* **RECORDS**
↓↓↓

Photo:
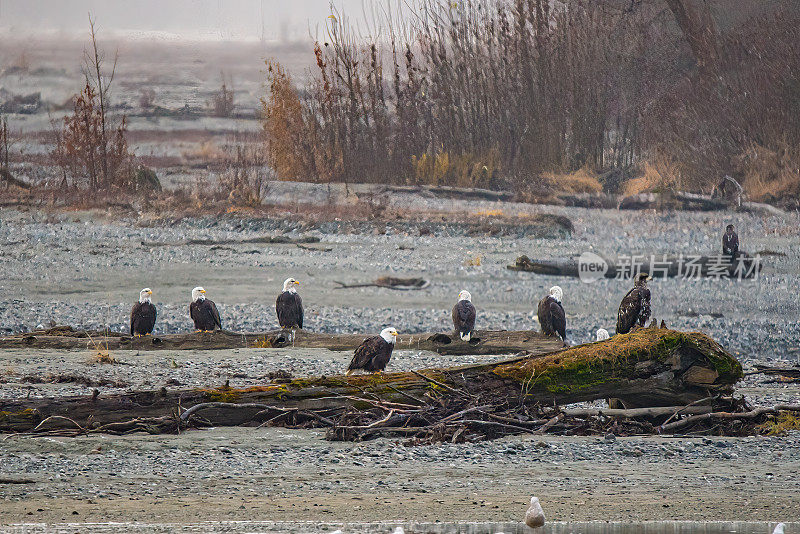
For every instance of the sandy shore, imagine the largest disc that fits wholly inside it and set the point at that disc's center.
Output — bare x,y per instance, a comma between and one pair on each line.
85,270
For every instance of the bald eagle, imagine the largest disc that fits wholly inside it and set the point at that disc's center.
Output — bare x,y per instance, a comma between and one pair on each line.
143,314
635,306
730,242
464,316
289,306
374,352
551,314
203,311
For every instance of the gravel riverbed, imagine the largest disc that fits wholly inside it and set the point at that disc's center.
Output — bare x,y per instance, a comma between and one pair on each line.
85,269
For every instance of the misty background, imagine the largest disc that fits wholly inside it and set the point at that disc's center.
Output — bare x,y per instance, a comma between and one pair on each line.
193,20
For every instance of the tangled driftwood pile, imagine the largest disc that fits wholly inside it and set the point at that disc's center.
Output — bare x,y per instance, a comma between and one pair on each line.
668,381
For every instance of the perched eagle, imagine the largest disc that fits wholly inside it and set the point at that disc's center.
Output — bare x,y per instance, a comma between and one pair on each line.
374,352
143,314
551,314
203,311
635,307
730,242
289,306
464,316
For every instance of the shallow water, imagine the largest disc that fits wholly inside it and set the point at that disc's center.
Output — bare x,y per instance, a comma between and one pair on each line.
257,527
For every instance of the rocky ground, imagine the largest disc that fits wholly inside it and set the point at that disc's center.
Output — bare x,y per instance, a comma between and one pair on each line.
85,269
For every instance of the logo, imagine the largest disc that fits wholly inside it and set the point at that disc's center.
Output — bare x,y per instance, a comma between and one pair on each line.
591,267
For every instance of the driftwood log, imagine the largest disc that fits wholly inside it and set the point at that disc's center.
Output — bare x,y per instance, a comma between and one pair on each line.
391,282
482,342
646,368
705,266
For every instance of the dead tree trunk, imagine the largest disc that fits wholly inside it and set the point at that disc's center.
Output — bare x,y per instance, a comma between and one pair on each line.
649,367
697,24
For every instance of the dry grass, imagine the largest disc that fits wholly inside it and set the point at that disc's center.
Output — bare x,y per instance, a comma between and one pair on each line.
101,352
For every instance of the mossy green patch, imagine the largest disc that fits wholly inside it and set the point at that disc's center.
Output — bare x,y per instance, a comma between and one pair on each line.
594,364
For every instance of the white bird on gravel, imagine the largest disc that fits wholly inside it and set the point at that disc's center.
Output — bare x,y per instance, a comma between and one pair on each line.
534,517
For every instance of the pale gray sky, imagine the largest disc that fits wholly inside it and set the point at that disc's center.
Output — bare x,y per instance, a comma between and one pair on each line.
175,19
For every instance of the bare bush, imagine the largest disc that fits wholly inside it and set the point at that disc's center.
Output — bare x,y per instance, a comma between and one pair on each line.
245,182
471,91
91,148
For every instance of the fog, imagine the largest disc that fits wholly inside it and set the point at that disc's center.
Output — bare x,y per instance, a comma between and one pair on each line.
205,20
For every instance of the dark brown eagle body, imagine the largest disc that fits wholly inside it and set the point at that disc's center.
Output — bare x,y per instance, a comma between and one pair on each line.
205,315
730,243
289,307
464,318
372,355
635,306
552,318
143,318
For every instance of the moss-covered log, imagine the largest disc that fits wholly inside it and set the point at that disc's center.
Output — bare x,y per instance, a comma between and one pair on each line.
482,342
649,367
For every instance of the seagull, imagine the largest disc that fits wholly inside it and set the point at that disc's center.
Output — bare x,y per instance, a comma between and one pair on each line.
534,517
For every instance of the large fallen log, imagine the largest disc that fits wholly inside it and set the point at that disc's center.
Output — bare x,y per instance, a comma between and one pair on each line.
649,367
482,342
744,266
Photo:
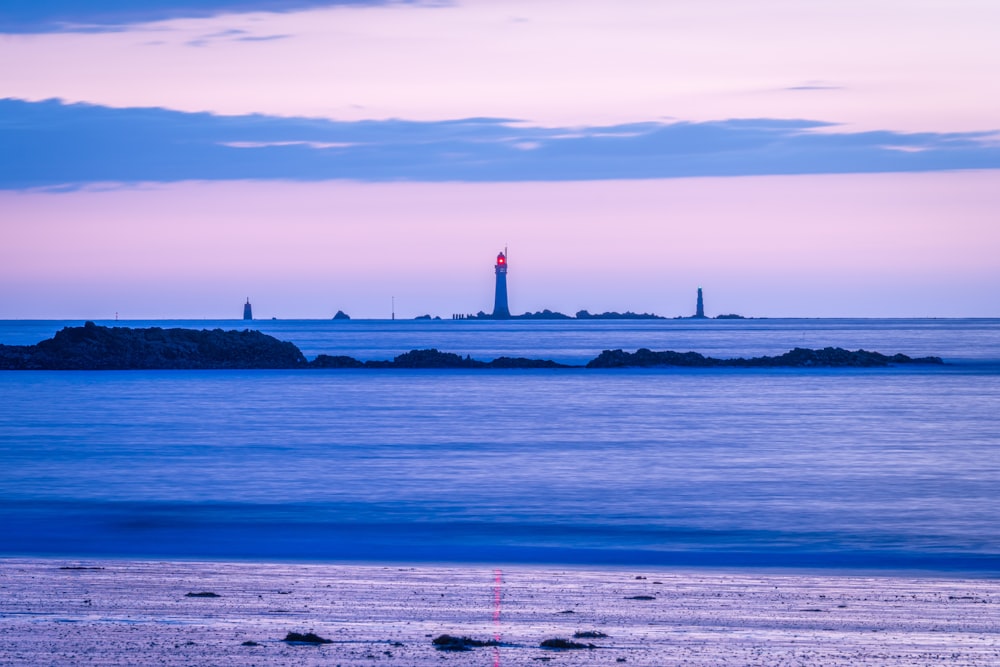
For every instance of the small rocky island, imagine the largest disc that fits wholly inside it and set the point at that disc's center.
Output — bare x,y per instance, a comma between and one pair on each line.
93,347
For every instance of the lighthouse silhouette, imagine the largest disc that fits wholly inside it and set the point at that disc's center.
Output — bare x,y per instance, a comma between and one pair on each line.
500,309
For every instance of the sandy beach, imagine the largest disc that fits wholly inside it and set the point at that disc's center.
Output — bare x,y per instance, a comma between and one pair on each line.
113,612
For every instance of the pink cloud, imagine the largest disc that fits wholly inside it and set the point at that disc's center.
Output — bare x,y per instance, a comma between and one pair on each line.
868,245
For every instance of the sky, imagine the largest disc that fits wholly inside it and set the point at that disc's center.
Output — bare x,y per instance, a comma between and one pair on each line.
169,159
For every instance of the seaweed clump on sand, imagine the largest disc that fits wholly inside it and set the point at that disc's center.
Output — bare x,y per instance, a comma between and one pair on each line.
307,638
450,643
559,643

↑↑↑

* **GIVEN REQUEST**
Transcribe each entry above exactly, apart from the pictures.

* **RESPONSE TO THE EXERCISE**
Photo:
For every instance of the sandy shore, imagine the largest disc that fits wholly inside it and set the point at that disc's center.
Output — bare x,y per instance, a comma between and one pair on each line.
85,270
For every instance of the bald eagle, imagine the largest disc that fits wholly inside it and set the point at that disc's center.
Output — bare x,y per instance, a comma between and one pair on each line.
143,314
635,306
730,242
464,316
289,306
374,352
551,314
203,311
For every instance of the gravel riverbed, imagine the largest disc that fits wholly inside it and set the point at that disc's center.
Output — bare x,y per instance, a comma between and one pair on each line.
85,269
For every instance of the misty background, imagine the largest disc that fits wholly inside it and set the point at that disc's center.
Output — bare x,y per instance, a comma between and one pair on each line.
193,20
For every instance of the tangled driftwood pile, imagine the largest disc that fits wholly inside it and set the point at that disc's center.
Output — bare x,y per instance, a comma between and one pair on each line.
668,381
For every instance of the perched eagle, imagine the largest disc that fits wholly inside it and set the point at that disc's center.
Output — bare x,y per instance, a comma between and one pair on each line.
374,352
143,314
551,314
203,311
635,307
730,242
289,306
464,316
For every instance of the shallow water, imagine the largest disc that fits wholly inside it and set the point at that disc's center.
Output — bare x,y per instance, a comma between and one pair on each line.
257,527
For every instance of the rocky ground, imagine the largest disc that fits wholly inside it and set the point at that disc's center.
Output — bare x,y per instance, a comma between and one pair on each line.
85,269
For every instance of the logo, imagine the largest disc that fits wholly inside it and set the point at that disc's center.
Output — bare x,y per instance, a comma between and one pair on each line.
591,267
For every instance of the driftwood log, imagine the largest disc that fits wholly inside it and set the point at that disc's center.
Output — bare x,y per instance, a comma between and one pair on each line.
391,282
482,342
646,368
705,266
For every instance of the dead tree trunk, imagine the largest disc that fits wholly inside it and set the point at that disc's center.
Output — bare x,y per instance, a comma between and one pair on each line.
649,367
697,24
For every instance of the dry grass, imagine the largest disc that fits wholly inside it and set the point at that disc's center.
Output — bare x,y per instance, a comma between and one pair on each line.
101,352
For every instance of the mossy green patch, imagine the largest disc that fits wholly inside it and set the point at that disc's center.
Output — bare x,y per instance, a comma between and one pair on each line.
594,364
For every instance of the white bird on gravel, imagine the largest disc that fits wholly inside it and set the point at that disc's center.
Output — bare x,y per instance, a comma between and one pair on each line.
534,517
For every instance of the pale gray sky, imagine the largest disc that fits wholly inside it and set the point at that disc's center.
Output — bare x,y per instance, a comma between and one pair on each line.
175,19
For every instance of the bare bush, imagine the largest disc that fits wholly inside it and set the point at that disc's center.
Output — bare x,y per instance, a comma between and one pair on each line.
245,182
471,91
91,148
For every instance of the fog, imagine the largest disc that fits wholly inside it and set the point at that disc's center.
Output — bare x,y per instance, a comma between and one pair on each line.
205,20
For every instance of the dark brown eagle body, imagine the largest disc that fits wholly inside it and set the point at that disc's center.
Output — bare x,y per instance, a comma between and one pair on each line.
205,315
730,243
289,307
464,318
372,355
635,306
552,318
143,318
For every instance of the moss-covered log, imagine the largest disc that fits wholly inside it and set the point at that disc's center.
Output — bare x,y per instance, a comma between and one pair on each line.
482,342
649,367
For every instance of the seagull, imagine the largest disc that fits wholly inside it and set the point at that disc's center.
Output — bare x,y per instance, a comma between and one pair on each line.
534,517
For every instance of the large fallen log, imagine the largest disc that fits wholly inside it and set the point at that disc's center.
Output — bare x,y per instance, a comma between and one pair on each line.
649,367
482,342
744,266
Photo:
For every instance of the small rocky island, imagine the largest disc that fits wholly inside it and set the point at that disc's center.
Output — bare x,y per instance, a comma between and one pair on each line.
93,347
For every instance of the lighthouse silhouette, imagine the largest disc that fits wholly inside it and set the point at that disc's center.
Output — bare x,y per instance, a comma between and one pair on each line.
500,309
For every instance of the sandy beach, imagine the largest disc that fits wholly inside it and set the point at that disc's center.
Output — bare x,y per instance, a comma between and one pair on each line.
113,612
For every instance of the pink cloud, imagine the largest disc that fits wholly inside it and set the point at that disc's center.
Output — bare x,y per instance, a comma between and one pair on each line.
868,245
For every instance of the sky, imagine the largest disc that fits wholly inside it and set the point at that disc's center.
Output — bare x,y per instance, a comma between and one pair on each line.
169,159
For every instance of the seaweed clump on sand, imagine the largest disc that fits wholly inside it and set the point at that disc's center.
Output — bare x,y per instance, a comma between and one pair on each line.
307,638
450,643
559,643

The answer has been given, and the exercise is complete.